• ACTIVITY:
A word-for-word repeat of the records below is what this calls for.

----- ENTRIES SHOWN

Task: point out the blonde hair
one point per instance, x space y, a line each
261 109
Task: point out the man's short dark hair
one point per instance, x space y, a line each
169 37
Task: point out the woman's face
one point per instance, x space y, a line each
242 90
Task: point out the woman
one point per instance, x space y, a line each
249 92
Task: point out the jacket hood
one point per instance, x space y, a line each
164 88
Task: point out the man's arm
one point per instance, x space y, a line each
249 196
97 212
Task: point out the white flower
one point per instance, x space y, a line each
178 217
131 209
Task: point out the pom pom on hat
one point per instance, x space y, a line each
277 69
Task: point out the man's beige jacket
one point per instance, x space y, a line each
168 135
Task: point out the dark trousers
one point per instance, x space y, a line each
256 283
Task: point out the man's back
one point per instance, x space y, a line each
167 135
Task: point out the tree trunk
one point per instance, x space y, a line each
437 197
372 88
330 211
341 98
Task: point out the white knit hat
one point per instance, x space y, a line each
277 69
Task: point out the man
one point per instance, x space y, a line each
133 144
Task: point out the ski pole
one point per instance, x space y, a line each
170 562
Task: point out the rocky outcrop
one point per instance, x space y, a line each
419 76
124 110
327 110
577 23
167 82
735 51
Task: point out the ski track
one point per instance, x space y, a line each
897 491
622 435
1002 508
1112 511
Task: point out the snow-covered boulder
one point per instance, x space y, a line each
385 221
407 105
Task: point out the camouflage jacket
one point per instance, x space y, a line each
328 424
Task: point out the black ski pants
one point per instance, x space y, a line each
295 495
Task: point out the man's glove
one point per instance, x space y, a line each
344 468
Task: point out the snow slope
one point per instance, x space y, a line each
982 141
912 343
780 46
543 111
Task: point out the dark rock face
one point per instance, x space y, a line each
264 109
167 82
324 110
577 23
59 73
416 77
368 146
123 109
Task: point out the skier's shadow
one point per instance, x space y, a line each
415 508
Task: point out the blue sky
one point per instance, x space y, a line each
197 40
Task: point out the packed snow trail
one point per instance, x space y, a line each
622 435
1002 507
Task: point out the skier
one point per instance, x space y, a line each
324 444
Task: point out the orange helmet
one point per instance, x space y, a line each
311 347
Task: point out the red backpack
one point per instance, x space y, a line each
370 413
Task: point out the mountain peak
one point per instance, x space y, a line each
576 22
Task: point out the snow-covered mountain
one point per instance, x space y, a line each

----------

• ANSWER AREA:
Task: point out the blonde hair
one point per instance, x space y, a line each
261 109
Task: point out the man's short dark hair
one point per instance, x space y, a line each
169 37
Task: point out the woman's face
one point per instance, x space y, a line each
242 90
Task: point out the woman
one point per instance, x space y, a line each
249 92
Task: point out the jacket hood
one point per instance, x space y, a line each
164 88
Task: point out the man's arm
one point per instance, x space y, a line each
249 196
97 212
Task: point out the white flower
one point per instance, x space y, a line each
178 217
131 209
Task: point out the pom pom on hat
one point per instance, x space y, a line each
277 69
Task: point out the man's beige jacket
one point per instance, x space y, a line each
168 135
Task: point out the dark trousers
one point per instance, x space y, a line each
256 283
Task: point out the man's back
one point per instance, x space y, a line each
167 135
Task: point out the tree trunk
one point per instance, x space y, a line each
437 197
372 88
330 211
341 98
Task: point out the white knit hat
one point per instance, x space y, a line each
277 69
Task: point out the man
one point per instance, x space y, a line each
133 144
Task: point out the ski pole
one point per instance, x space y, a line each
170 562
Task: point out the rocky outcrop
one point per instance, x space y, a line each
419 76
124 110
327 110
577 23
167 82
735 51
Task: point out the ski track
one point per instance, x space y, a line each
897 491
622 435
1002 508
1112 511
Task: point out the snow-covered boulder
one point per instance, x space y, a line each
385 221
407 105
Task: point out the camouflage jacket
one point per instance, x space y, a line each
328 424
Task: point out the black ski pants
one point per instance, x space y, a line each
295 495
Task: point out the man's glove
one point per instance, x space y, a line each
344 468
Task: point out the snow slope
one point per instance, x space y, a line each
982 141
912 343
780 46
543 111
Task: point out the dark rock face
one point per instance, x space y, a line each
264 109
167 82
324 110
577 23
59 73
416 77
368 146
123 109
Task: point out the skier's shadow
one point per instance, x space y, a line each
415 508
Task: point out the blue sky
one point per instance, x space y, a line each
197 40
Task: point out the packed snow trail
one point per instance, x space y, a line each
622 435
1002 507
Task: point out the skier
one point per instance, x space y, a line each
324 444
Task: point out the orange helmet
one point per instance, x space y, a line each
311 347
Task: point out the red backpack
one point per instance, x space y, a line each
370 413
Task: point out the mountain peak
one point per instance, x space y, a line each
576 22
Task: point out the snow-covered mountain
one point per instance, x space y, a line each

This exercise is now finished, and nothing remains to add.